§ TEXT

When you entrust your savings to an investment advisor, dealer, or other financial professional, you are placing your financial future in their hands. This relationship is built on a foundation of trust and the expectation that they will act with professionalism, integrity, and in your best interest.

Unfortunately, that trust is sometimes broken. When investors suffer losses due to negligence, misconduct, or bad advice from a registered professional, the consequences can be just as damaging as outright fraud. At Sotos Class Actions, our Investor Protection Group is committed to holding financial professionals and their firms accountable and helping investors recover their losses.

The Professional Standard of Care

Unlike anonymous scammers, investment advisors and the firms they work for are regulated and legally required to meet a high standard of conduct. In Ontario, anyone selling securities or offering investment advice must generally be registered with the securities regulator. This registration comes with fundamental obligations to their clients, including the duty to make suitable investment recommendations, and to act fairly, honestly, and in good faith.

When these duties are breached and you suffer a financial loss, you have a right to seek compensation.

Common Types of Advisor and Dealer Misconduct

Investment loss claims against professionals are not about investments that simply perform poorly in a down market. They arise when your losses are the result of an advisor or firm recommending or purchasing investments that do not meet your financial needs. Advisors making those recommendations or purchases fail to meet their professional and legal obligations.

Common grounds for these claims include:

  • Unsuitable Investments Your advisor has a duty to ensure that any investment they recommend is suitable for you based on your financial situation, investment objectives, risk tolerance, and other personal circumstances. Recommending overly risky, speculative, or complex products that do not align with your profile is a breach of this duty.
  • Negligent or Fraudulent Misrepresentation This occurs when an advisor provides false or misleading information about an investment. This can include misrepresenting the level of risk, potential returns, fees, or other key facts that a reasonable investor would rely on when making a decision.
  • Unauthorized Trading Your advisor or dealer cannot make trades in your account without your express permission, unless you have given them specific authority to do so in a discretionary account. Any trades made without your consent are considered unauthorized.
  • Breach of Fiduciary Duty In some relationships, an advisor has a fiduciary duty to act in the best interests of their client. A breach of this duty can include putting their own interests (such as generating higher commissions) ahead of yours or failing to properly manage conflicts of interest.
  • Excessive Trading or “Churning” This is when an advisor makes an excessive number of trades in a client’s account for the primary purpose of generating commissions for themselves, rather than for the benefit of the client.
  • Failure to Supervise Investment firms have a duty to supervise their advisors to ensure they are complying with securities laws and industry rules. If a firm fails in this duty, it can be held liable for the losses caused by its employee’s misconduct.

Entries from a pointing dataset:
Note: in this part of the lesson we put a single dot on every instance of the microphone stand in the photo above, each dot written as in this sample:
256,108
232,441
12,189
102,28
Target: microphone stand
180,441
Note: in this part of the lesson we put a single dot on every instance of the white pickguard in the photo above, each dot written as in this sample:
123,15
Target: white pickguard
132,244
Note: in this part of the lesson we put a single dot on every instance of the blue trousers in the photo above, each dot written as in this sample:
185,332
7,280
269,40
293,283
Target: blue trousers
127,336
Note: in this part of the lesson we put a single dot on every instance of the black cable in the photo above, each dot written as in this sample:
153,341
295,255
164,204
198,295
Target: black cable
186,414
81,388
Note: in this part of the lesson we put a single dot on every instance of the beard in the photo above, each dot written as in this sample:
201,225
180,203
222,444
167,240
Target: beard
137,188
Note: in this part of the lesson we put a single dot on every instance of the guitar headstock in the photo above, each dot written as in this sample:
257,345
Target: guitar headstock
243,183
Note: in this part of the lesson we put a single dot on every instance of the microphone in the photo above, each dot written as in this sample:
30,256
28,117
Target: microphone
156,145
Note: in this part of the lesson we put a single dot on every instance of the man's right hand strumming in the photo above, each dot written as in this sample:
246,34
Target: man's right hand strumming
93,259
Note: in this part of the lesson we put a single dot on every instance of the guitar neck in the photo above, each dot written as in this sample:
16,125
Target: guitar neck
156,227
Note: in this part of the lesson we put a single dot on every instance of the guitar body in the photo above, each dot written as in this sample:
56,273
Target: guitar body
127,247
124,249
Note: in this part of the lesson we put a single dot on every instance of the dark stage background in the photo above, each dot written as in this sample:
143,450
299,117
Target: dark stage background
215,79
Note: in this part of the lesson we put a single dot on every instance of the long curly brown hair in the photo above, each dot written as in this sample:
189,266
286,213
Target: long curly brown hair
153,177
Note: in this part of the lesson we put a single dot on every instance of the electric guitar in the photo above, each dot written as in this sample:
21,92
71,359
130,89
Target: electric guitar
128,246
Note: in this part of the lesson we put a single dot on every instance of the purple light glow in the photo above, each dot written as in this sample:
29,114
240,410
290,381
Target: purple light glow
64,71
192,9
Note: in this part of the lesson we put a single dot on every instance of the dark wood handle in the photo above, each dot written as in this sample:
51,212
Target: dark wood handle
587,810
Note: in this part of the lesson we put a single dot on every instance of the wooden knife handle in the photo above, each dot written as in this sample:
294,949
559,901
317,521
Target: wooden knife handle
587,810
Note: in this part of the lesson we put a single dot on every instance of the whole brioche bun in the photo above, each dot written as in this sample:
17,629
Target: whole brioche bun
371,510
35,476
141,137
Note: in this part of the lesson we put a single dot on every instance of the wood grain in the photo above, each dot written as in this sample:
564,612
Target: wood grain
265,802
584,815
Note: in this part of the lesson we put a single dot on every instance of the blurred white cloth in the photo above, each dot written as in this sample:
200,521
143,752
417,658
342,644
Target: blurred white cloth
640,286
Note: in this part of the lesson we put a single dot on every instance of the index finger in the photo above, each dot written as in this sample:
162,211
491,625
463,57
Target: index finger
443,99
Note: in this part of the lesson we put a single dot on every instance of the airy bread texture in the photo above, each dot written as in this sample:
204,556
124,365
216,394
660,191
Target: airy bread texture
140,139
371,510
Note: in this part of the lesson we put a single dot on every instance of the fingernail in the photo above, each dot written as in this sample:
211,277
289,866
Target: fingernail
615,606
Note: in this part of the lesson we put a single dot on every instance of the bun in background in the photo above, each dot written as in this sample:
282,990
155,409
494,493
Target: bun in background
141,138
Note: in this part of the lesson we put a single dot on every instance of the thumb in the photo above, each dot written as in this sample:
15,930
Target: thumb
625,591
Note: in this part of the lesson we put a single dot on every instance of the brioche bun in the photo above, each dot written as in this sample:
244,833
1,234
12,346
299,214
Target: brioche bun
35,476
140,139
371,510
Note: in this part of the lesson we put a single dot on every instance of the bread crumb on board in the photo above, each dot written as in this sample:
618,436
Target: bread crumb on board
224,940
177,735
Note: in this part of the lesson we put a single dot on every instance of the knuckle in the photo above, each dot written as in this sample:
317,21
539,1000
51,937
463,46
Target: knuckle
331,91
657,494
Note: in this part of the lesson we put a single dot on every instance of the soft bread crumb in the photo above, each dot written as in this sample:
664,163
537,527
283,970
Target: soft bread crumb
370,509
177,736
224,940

§ EXERCISE REQUIREMENTS
In the text on investment advisor misconduct, what must anyone selling securities or offering investment advice in Ontario generally do?

§ ANSWER TO THE PROBLEM
They must generally be registered with the securities regulator.